TASK INSTRUCTIONS:
Copy out all of the records, exactly as they appear.

SUPPLIED MATERIAL:
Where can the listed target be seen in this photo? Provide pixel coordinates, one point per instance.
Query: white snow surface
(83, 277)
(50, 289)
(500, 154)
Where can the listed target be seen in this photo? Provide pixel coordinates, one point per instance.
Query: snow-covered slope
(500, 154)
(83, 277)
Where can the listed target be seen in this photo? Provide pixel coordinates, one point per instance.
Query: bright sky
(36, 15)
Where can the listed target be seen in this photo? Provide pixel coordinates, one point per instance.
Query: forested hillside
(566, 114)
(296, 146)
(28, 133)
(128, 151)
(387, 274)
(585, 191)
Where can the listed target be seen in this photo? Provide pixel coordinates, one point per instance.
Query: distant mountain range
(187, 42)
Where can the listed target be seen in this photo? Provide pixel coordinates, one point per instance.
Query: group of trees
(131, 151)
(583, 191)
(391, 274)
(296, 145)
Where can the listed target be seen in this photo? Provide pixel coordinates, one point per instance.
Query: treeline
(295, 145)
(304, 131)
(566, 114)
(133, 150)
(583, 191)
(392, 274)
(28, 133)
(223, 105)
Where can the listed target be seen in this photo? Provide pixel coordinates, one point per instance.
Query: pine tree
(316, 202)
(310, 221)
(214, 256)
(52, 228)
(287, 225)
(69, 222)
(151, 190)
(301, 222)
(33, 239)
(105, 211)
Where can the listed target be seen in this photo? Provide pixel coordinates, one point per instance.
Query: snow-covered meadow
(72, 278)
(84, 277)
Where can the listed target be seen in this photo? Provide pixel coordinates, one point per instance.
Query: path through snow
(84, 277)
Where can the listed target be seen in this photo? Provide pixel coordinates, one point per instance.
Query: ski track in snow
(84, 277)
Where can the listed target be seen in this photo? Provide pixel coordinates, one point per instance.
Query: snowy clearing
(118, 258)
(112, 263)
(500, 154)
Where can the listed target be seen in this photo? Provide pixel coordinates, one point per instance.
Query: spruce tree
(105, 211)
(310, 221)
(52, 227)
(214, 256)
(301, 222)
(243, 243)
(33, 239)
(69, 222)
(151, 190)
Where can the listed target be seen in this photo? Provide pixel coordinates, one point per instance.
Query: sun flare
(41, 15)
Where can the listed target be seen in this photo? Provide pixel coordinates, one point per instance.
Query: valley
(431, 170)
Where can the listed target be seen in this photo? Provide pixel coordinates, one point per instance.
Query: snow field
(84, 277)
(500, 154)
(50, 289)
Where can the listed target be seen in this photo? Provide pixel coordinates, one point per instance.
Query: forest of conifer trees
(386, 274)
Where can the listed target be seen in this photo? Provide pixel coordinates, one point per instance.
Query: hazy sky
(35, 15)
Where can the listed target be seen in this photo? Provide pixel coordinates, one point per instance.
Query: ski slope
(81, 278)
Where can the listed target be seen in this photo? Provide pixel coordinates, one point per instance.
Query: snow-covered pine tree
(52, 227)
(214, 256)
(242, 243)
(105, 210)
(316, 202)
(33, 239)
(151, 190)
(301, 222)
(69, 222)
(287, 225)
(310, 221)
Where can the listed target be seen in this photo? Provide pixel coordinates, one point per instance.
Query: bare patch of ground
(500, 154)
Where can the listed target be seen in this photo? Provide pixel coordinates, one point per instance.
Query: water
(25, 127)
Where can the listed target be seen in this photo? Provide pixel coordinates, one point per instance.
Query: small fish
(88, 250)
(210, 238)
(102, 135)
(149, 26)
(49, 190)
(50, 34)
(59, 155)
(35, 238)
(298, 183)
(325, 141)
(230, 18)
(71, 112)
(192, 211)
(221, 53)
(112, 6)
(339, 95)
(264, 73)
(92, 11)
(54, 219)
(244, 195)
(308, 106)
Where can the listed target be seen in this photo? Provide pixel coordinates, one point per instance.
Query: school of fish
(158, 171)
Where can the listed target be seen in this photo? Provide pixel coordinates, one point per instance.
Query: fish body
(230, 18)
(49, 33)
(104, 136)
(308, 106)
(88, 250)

RESPONSE FOR THIS EXERCISE:
Where can the listed target be seen in this photo? Provide pixel coordinates, one point per instance.
Query: white snow surface
(83, 277)
(50, 289)
(500, 154)
Where can the listed target be seen in this photo? Provide pixel coordinates, one point per instance.
Query: snow-covered slope
(500, 154)
(83, 277)
Where can the listed target be seen in this photo? Provide pixel coordinates, one point per instance.
Query: bright sky
(36, 15)
Where can the listed target be seen in this photo? Provide pixel coordinates, one point per instance.
Query: forested hillside
(566, 114)
(296, 146)
(28, 133)
(128, 151)
(387, 274)
(585, 191)
Where can the listed target be seen in this photo? Provide pixel coordinates, one point per instance.
Query: distant mountain range
(187, 42)
Where can the listed target be seen in this photo? Provide pixel coordinates, one point per instance.
Query: group of trees
(131, 151)
(583, 191)
(391, 274)
(296, 145)
Where can the listed target be seen in this photo? Provide pixel coordinates, one point per instance.
Query: treeline
(295, 145)
(304, 131)
(566, 114)
(133, 150)
(583, 191)
(392, 274)
(28, 133)
(223, 105)
Where can the listed target be seen in this photo? Provide pixel coordinates, one point per instance.
Query: pine tree
(316, 202)
(310, 221)
(214, 256)
(52, 228)
(287, 225)
(69, 222)
(151, 190)
(301, 222)
(33, 239)
(105, 211)
Where can the listed target be seen in this photo? Provide pixel coordinates, one point per instance.
Query: snow-covered meadow
(72, 278)
(84, 277)
Where can the listed target be seen in this photo? Provide pixel coordinates, one point per instance.
Query: path through snow
(84, 277)
Where can the listed target be seen in this photo? Provide pixel coordinates, one point per instance.
Query: ski track in snow
(84, 277)
Where can the listed target be seen in this photo? Provide pixel coordinates, one point per instance.
Query: snowy clearing
(118, 258)
(112, 263)
(500, 154)
Where can the listed target be seen in this photo? Provide pixel coordinates, one point per instance.
Query: spruce tree
(105, 211)
(310, 221)
(52, 227)
(214, 256)
(301, 222)
(243, 243)
(33, 239)
(69, 222)
(151, 190)
Where can the listed target be seen in this photo? Provide pixel coordinates, one point per instance.
Query: sun flare
(41, 15)
Where can the listed target be seen in this photo? Provide pixel coordinates, one point per instance.
Query: valley
(431, 170)
Where can the listed target be seen in this photo? Provide pixel coordinates, one point per instance.
Query: snow field
(84, 277)
(500, 154)
(50, 289)
Where can the listed target be seen in this photo? Provide pixel coordinates, one point per instance.
Query: forest of conifer trees
(386, 274)
Where can the listed target be seen in this photo? Provide pixel coordinates, one point per instance.
Query: hazy sky
(35, 15)
Where can the listed target be seen in this photo? Provide pixel coordinates, one point per instance.
Query: ski slope
(81, 278)
Where can the listed target be seen in this photo? Provide pixel coordinates, one point per instance.
Query: snow-covered pine tree
(52, 227)
(214, 256)
(242, 243)
(105, 210)
(316, 202)
(33, 239)
(151, 190)
(301, 222)
(69, 222)
(287, 225)
(310, 221)
Where can the listed target be seen in this photo? Provide pixel coordinates, one point per instance.
Query: bare patch of ground
(500, 154)
Where can the listed target be seen in this photo? Provide pixel coordinates, one point per instance.
Query: water
(25, 127)
Where can the listed target be seen in this photo? Provide pixel coordinates, one point per instance.
Query: small fish
(88, 250)
(210, 238)
(102, 135)
(149, 26)
(49, 190)
(50, 34)
(59, 155)
(35, 238)
(298, 183)
(325, 141)
(230, 18)
(71, 112)
(192, 211)
(221, 53)
(112, 6)
(339, 95)
(264, 73)
(92, 11)
(54, 219)
(244, 195)
(308, 106)
Where can the listed target be seen in this photo? Provide pixel coordinates, one point per instance.
Query: school of fish
(158, 171)
Where can the listed target be seen in this photo? Provide pixel coordinates, one point per instance.
Query: fish body
(230, 18)
(49, 33)
(104, 136)
(308, 106)
(88, 250)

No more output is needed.